What is expected: Identify each line in the entries below that contains the word "bird", and copy those lines out in full.

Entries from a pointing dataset
========
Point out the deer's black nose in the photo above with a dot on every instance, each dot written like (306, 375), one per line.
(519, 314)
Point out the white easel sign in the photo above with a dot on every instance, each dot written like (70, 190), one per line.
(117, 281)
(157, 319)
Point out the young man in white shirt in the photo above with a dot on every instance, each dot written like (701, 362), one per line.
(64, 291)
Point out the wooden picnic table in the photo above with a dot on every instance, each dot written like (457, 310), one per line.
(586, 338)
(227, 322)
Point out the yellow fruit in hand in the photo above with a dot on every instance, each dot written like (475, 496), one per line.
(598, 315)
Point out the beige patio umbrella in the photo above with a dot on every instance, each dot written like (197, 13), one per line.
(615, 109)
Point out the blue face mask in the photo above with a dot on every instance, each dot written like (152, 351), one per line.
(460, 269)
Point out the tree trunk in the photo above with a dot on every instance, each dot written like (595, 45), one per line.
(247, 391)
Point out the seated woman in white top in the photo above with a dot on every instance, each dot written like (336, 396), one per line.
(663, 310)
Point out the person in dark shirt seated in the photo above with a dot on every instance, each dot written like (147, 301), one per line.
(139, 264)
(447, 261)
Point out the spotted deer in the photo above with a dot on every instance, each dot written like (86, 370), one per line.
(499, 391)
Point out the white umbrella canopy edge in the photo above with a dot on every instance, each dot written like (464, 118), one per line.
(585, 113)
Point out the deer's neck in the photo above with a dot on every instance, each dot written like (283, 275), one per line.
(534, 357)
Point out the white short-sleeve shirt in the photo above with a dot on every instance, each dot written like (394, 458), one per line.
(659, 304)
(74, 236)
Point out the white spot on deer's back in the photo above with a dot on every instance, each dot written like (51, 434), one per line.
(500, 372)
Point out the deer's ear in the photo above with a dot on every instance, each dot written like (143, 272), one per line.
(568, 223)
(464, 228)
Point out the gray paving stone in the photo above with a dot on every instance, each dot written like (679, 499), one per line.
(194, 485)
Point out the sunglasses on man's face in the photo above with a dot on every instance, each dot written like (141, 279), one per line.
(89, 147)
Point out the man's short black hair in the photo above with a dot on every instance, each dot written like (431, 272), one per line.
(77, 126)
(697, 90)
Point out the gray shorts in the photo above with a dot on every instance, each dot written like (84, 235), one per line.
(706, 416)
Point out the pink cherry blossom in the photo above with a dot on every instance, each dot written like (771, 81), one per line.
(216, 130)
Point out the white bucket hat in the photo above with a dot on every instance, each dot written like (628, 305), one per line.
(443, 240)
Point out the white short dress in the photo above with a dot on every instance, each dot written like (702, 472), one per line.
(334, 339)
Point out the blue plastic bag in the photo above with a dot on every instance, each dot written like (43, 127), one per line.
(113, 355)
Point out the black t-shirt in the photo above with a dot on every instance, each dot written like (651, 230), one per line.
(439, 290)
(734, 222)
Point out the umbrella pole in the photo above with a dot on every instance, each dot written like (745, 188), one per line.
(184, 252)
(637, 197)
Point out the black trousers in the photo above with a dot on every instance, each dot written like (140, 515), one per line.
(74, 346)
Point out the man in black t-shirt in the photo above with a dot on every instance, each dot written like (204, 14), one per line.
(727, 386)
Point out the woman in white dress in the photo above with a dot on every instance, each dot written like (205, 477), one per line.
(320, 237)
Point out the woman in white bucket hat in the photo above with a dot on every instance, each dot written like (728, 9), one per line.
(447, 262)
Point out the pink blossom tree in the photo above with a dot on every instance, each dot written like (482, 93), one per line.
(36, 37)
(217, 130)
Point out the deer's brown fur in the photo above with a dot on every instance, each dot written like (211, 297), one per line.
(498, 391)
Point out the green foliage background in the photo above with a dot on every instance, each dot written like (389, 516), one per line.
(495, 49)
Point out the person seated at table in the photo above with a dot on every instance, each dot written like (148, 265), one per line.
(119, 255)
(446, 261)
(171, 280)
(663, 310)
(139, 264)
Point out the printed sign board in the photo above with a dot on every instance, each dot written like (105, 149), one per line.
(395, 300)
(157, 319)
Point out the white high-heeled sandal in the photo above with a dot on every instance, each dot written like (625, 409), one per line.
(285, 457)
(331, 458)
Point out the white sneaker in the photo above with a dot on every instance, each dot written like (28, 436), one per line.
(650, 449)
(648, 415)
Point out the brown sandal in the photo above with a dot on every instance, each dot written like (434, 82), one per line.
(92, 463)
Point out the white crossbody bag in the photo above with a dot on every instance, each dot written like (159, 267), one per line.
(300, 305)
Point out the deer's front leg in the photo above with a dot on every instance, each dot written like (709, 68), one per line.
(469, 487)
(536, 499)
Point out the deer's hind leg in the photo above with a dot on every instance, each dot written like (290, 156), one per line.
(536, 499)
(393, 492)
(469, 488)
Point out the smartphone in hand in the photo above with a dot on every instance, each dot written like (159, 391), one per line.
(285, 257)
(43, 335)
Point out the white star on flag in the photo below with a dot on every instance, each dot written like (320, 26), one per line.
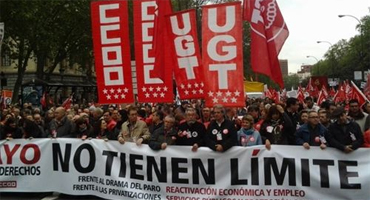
(237, 93)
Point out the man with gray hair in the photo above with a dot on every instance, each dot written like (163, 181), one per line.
(165, 135)
(191, 132)
(60, 126)
(221, 133)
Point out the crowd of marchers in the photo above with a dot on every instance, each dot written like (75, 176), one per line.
(190, 123)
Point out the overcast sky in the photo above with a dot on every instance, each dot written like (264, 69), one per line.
(312, 20)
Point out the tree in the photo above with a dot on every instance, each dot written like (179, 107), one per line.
(291, 81)
(46, 30)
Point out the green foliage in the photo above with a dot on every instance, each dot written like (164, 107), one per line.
(345, 57)
(291, 81)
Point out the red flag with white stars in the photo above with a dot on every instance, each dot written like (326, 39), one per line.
(150, 86)
(268, 34)
(112, 51)
(185, 53)
(223, 54)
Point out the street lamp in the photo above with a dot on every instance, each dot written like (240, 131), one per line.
(325, 42)
(61, 71)
(361, 40)
(318, 68)
(331, 45)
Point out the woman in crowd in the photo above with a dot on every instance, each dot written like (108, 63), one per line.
(247, 135)
(101, 132)
(83, 129)
(277, 127)
(31, 130)
(10, 129)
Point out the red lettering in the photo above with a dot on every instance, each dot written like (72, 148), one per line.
(36, 154)
(9, 153)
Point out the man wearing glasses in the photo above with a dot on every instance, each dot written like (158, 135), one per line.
(312, 133)
(221, 133)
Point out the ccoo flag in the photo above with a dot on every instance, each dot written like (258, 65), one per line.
(268, 35)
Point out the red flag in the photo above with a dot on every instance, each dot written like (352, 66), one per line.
(367, 86)
(268, 35)
(323, 95)
(348, 89)
(160, 37)
(357, 94)
(300, 94)
(112, 51)
(150, 87)
(332, 92)
(68, 102)
(43, 100)
(186, 54)
(223, 54)
(340, 96)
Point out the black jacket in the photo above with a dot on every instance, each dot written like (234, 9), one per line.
(161, 136)
(228, 134)
(341, 135)
(191, 134)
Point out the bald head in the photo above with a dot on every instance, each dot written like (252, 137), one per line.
(59, 113)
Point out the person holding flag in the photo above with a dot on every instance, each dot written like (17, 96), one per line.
(344, 134)
(312, 133)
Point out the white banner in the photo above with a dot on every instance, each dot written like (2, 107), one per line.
(115, 171)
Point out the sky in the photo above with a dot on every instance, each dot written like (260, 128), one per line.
(310, 21)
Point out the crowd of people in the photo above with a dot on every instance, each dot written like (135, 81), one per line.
(261, 122)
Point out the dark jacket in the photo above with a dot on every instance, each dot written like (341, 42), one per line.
(64, 128)
(306, 133)
(227, 132)
(161, 136)
(341, 135)
(191, 134)
(281, 131)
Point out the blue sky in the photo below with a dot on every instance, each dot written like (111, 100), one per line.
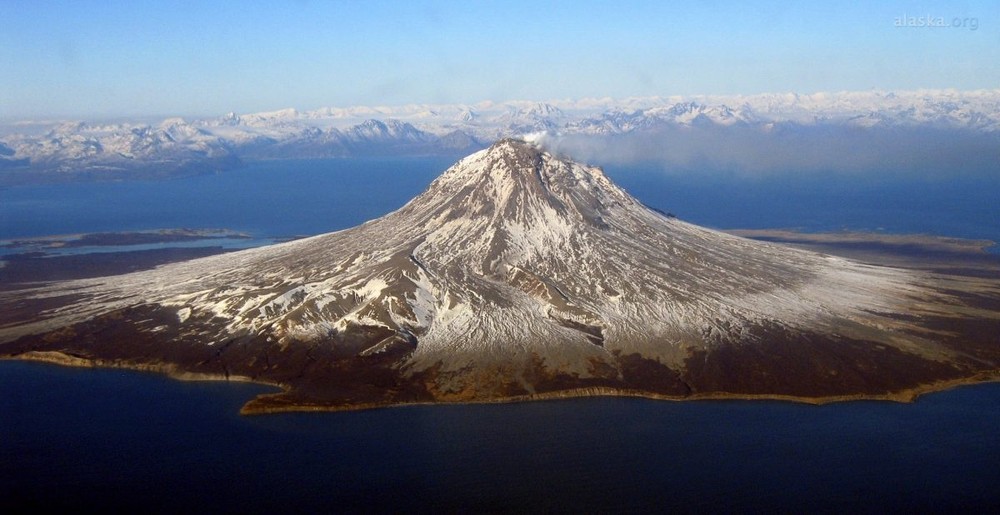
(103, 59)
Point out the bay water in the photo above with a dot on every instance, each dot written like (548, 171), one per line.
(121, 440)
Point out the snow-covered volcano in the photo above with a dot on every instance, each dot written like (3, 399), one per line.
(518, 272)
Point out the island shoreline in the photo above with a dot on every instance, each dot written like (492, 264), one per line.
(904, 396)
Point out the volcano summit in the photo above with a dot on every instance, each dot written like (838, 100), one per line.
(519, 274)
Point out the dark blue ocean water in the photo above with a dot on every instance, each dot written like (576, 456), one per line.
(121, 440)
(275, 199)
(129, 441)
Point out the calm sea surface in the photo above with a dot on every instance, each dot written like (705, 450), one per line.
(122, 440)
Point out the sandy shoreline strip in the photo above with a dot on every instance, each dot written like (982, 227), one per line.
(262, 404)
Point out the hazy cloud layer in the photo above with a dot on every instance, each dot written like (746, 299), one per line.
(793, 149)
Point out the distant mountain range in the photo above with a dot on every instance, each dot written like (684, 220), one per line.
(119, 150)
(520, 274)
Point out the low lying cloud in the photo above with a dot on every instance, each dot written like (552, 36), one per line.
(791, 148)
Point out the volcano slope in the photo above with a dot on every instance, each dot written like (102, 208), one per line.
(520, 274)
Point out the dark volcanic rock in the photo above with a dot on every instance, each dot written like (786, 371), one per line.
(518, 275)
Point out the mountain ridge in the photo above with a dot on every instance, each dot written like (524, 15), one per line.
(519, 273)
(453, 130)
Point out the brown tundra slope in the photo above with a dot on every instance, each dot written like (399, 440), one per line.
(520, 274)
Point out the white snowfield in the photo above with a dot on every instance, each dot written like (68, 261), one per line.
(513, 251)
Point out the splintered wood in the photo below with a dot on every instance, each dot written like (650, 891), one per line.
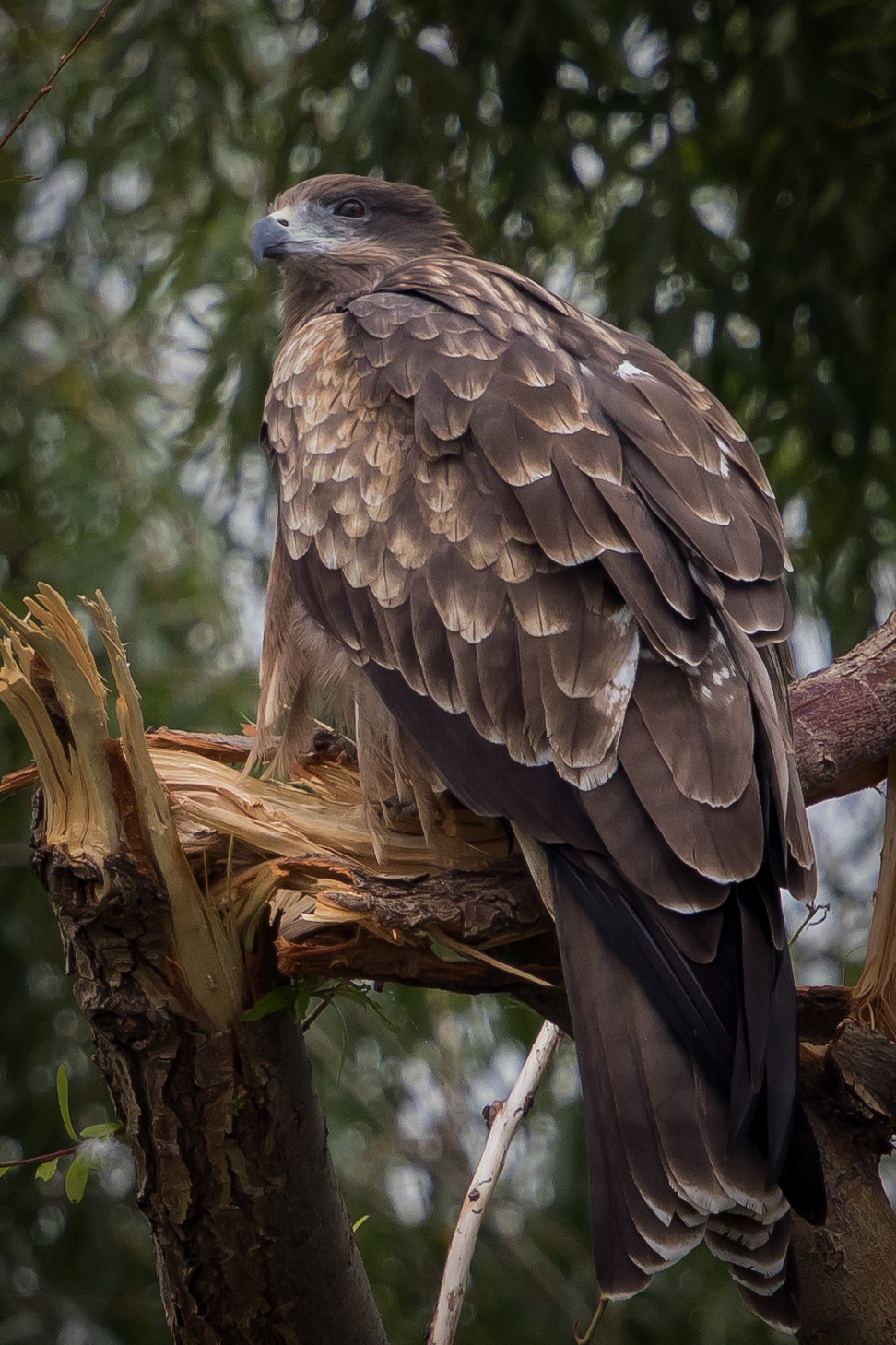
(229, 844)
(455, 910)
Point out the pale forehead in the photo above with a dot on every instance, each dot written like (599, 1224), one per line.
(373, 190)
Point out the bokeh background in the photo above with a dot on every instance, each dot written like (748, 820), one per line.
(716, 176)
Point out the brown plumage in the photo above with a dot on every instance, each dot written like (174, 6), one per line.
(542, 568)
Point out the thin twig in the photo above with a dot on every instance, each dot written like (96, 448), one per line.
(505, 1119)
(816, 908)
(64, 62)
(584, 1339)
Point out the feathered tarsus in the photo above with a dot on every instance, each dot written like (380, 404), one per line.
(542, 568)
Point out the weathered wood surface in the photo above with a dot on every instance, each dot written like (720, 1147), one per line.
(160, 864)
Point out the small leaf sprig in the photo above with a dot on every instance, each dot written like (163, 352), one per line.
(85, 1150)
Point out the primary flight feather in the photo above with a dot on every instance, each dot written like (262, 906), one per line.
(541, 568)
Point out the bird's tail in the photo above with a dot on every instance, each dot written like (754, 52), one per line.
(665, 1166)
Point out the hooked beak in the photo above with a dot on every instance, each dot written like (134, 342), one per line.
(272, 238)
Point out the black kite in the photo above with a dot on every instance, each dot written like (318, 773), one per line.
(542, 566)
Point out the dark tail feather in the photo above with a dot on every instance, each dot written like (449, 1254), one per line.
(655, 1060)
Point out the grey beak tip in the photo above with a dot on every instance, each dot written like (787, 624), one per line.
(265, 237)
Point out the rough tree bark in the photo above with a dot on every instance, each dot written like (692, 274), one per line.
(226, 1131)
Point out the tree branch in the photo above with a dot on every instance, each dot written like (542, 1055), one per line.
(64, 61)
(228, 1134)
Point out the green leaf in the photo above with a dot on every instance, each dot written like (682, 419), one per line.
(272, 1002)
(107, 1127)
(360, 994)
(77, 1178)
(62, 1093)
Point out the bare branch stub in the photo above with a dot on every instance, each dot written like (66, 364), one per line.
(845, 718)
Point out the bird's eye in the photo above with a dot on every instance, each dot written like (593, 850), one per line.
(350, 208)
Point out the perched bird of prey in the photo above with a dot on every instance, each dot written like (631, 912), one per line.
(542, 569)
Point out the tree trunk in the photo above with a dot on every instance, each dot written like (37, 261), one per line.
(252, 1238)
(170, 934)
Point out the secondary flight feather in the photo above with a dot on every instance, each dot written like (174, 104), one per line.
(541, 568)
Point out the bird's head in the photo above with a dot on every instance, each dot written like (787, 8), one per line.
(339, 225)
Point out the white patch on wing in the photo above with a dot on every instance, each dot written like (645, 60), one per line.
(629, 370)
(725, 452)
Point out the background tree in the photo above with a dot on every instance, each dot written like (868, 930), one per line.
(712, 176)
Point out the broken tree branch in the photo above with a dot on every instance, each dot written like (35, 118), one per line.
(503, 1121)
(163, 974)
(845, 718)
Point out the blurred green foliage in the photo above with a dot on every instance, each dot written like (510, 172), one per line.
(712, 175)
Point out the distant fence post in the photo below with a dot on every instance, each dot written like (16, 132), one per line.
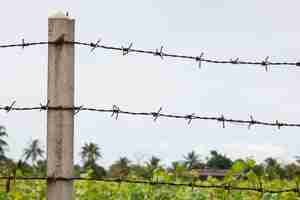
(60, 123)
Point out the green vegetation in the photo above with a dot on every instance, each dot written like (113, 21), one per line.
(270, 175)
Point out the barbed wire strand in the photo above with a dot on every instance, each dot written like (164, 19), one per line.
(116, 111)
(126, 50)
(136, 181)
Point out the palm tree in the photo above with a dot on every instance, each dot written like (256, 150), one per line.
(33, 152)
(3, 143)
(120, 168)
(90, 153)
(152, 165)
(192, 160)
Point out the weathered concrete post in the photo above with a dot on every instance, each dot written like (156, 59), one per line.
(60, 124)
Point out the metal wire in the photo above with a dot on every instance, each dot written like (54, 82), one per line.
(136, 181)
(116, 111)
(126, 50)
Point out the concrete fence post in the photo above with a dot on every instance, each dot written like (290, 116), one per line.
(60, 123)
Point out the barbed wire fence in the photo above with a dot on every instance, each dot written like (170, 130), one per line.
(115, 111)
(159, 52)
(228, 187)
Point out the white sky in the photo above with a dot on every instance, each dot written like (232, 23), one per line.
(250, 30)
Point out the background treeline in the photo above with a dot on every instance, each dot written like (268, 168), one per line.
(33, 163)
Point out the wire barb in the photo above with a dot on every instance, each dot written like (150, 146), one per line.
(156, 114)
(199, 59)
(190, 118)
(159, 53)
(222, 119)
(115, 111)
(95, 45)
(126, 50)
(10, 107)
(265, 63)
(77, 109)
(235, 61)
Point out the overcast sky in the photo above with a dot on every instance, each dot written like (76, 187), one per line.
(250, 30)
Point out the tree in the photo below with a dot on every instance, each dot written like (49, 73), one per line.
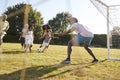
========
Exercise answer:
Point out the bird's tail in the photo above with a dot on every instance, each dot written like (754, 52), one per line.
Point out the bird's eye in the photo above with a dot on every instance, each dot written like (593, 850), one per line.
Point out the perched bird of prey in the photo above with a dot on every instance, each dot written like (631, 912), one per line.
Point out the bird's head in the photo above with a dot on every instance, each dot written like (787, 8), one per line.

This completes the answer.